YOUR OBJECTIVE.
Could you restate the entries below word for word and leave the images out?

────────

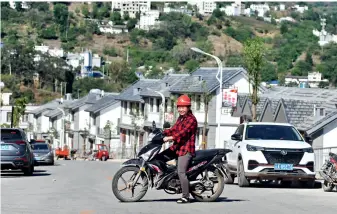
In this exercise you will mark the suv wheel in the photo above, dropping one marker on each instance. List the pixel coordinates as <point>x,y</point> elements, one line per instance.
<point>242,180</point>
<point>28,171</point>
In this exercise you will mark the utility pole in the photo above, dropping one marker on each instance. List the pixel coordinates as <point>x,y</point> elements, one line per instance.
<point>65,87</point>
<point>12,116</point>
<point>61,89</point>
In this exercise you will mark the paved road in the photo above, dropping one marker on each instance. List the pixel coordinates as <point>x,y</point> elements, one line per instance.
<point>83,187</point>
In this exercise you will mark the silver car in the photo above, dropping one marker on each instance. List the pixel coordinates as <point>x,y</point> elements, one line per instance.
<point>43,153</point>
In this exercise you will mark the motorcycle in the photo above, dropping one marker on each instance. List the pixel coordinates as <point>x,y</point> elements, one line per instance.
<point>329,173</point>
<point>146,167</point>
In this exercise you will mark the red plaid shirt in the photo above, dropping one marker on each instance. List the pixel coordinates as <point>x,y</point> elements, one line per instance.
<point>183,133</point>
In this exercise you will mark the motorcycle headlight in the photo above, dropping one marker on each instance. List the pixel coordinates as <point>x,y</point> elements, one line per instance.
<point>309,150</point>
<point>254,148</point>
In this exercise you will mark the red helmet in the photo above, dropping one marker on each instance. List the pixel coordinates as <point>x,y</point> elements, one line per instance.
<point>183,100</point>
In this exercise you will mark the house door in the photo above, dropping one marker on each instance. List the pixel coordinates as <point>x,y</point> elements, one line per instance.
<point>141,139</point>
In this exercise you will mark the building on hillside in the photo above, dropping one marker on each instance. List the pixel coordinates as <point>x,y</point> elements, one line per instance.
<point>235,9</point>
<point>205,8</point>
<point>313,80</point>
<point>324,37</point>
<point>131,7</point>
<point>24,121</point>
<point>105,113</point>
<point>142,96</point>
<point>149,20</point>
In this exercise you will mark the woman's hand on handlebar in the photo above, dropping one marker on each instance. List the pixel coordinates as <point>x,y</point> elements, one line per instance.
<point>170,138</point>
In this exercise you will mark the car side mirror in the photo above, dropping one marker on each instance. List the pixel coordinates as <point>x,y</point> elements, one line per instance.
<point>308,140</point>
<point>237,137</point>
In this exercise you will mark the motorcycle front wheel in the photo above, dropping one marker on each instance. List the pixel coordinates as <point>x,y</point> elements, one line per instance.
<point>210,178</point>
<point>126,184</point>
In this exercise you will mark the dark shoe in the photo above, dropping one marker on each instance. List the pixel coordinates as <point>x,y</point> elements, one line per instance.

────────

RESULT.
In this exercise you will mark the suv wheel in the photo above, dropping one marker on each instance. List the pixel coordinates as <point>x,y</point> elements, one line per instance.
<point>242,180</point>
<point>28,171</point>
In this exercise you will mark the utility pole in the photo above, dropping one marker on each instance. List the pixel coordinates as <point>x,y</point> elements, one line per instance.
<point>65,87</point>
<point>12,116</point>
<point>61,89</point>
In this exercise you will mark the paved road in the photo above, dropping one marker on each instance. List the pixel coordinates as <point>x,y</point> elements, one line per instance.
<point>83,187</point>
In this exercise you will mark the silver car in the photo above, dropping one marker on each instance. List the pixel coordinates as <point>x,y</point> elements, one line per instance.
<point>43,153</point>
In this exercise you will mark the motorcycle in the photo above, dropping one marker on each instance. List the pixel coordinates as <point>x,y</point> elements, one line per instance.
<point>329,173</point>
<point>146,167</point>
In this exercise you will mark the red plaid shirt in the photo above, dropping one marker on each instance. List the pixel coordinates as <point>x,y</point> elements, one line per instance.
<point>183,133</point>
In this exercise you will mark the motorcycle headlight in the photo above, dropping one marker on each instance. List the pixel coordinates as <point>x,y</point> elements, one line per instance.
<point>309,150</point>
<point>254,148</point>
In this exercise you will mark the red helmet in the photo above, dropping one marker on each instance. List the pixel coordinates as <point>x,y</point> elements, one line per instance.
<point>183,100</point>
In this exercise you will mark the house door in the photo above, dropping one marker on each instance. List the pixel coordinates as <point>x,y</point> elements, one line per instance.
<point>141,139</point>
In this exercise you will mark the building on hillside in the photo above, dropping one marker on each instance. List the pixel coordinates as <point>x,y</point> elements, one line per instance.
<point>235,9</point>
<point>205,8</point>
<point>313,80</point>
<point>324,37</point>
<point>131,7</point>
<point>24,121</point>
<point>105,113</point>
<point>142,96</point>
<point>149,20</point>
In this exercise you will mark the woman's hand on handlebar in the photo above, dropping one marker on each instance. List the pixel coordinates as <point>x,y</point> elements, one line per instance.
<point>170,138</point>
In this exercise you will mark the car side mirror in the photo above, dropping one marker on each instance. List the pixel coordinates as <point>x,y</point> elements, one line per instance.
<point>308,140</point>
<point>237,137</point>
In this exercise you will mark the motorcycle front wheel in the photo above, dropping one marker on each instance. List the pixel coordinates as <point>x,y</point> elements, one line per instance.
<point>210,178</point>
<point>126,184</point>
In this exercise you will mark the dark shoe in the photo above, dropping one marker on each instance. List the pixel coordinates as <point>x,y</point> elements, one line per instance.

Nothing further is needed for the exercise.